TASK REQUIREMENTS:
The response must consist of each line in the listing that has the word "white" in it.

(Beginning of EXTRACTED MATERIAL)

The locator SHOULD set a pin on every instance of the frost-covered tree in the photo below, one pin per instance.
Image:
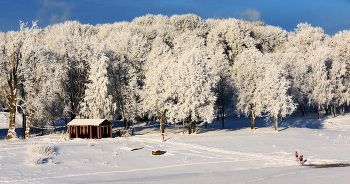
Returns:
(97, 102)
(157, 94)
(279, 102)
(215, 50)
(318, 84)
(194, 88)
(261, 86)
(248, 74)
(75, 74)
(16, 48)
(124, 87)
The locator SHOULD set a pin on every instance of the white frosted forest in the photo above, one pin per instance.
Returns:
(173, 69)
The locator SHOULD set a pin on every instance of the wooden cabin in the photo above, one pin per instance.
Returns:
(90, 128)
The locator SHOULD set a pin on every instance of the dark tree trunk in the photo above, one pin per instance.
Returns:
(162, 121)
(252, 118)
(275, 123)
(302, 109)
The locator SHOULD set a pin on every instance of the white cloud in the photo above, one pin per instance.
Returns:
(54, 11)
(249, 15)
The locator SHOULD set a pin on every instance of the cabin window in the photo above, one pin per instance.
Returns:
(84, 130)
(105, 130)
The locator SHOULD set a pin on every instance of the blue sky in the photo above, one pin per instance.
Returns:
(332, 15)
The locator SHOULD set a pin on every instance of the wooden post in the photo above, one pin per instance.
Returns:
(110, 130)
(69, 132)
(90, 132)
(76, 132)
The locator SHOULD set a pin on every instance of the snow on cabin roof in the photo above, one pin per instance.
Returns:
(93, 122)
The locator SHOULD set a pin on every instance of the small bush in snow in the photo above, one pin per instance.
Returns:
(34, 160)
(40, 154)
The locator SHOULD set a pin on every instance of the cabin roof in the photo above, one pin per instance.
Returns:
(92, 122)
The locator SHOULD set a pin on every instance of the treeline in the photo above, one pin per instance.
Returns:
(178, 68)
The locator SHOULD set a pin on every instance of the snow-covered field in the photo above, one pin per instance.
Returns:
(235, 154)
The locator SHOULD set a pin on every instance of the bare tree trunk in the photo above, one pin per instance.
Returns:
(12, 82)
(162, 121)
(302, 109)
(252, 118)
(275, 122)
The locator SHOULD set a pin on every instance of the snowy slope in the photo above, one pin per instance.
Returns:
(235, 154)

(End of EXTRACTED MATERIAL)
(Beginning of EXTRACTED MATERIAL)

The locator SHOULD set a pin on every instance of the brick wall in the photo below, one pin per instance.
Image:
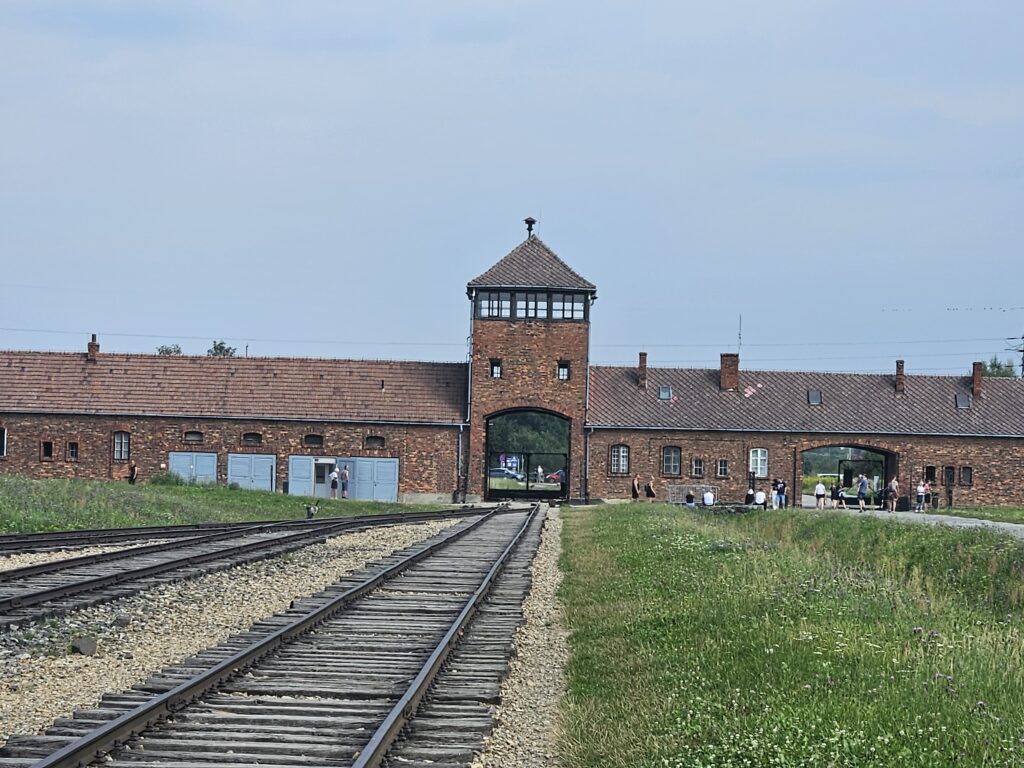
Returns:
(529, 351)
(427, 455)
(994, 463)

(End of EXTRACTED MATERIAL)

ANSWER TO THE PROBLEM:
The locator SHOULD set a pin on every instance of the white frosted forest in the photo above, one pin per instance.
The locator SHOULD set a pin on every instance of the white cloud in the photo above, one pin per instance.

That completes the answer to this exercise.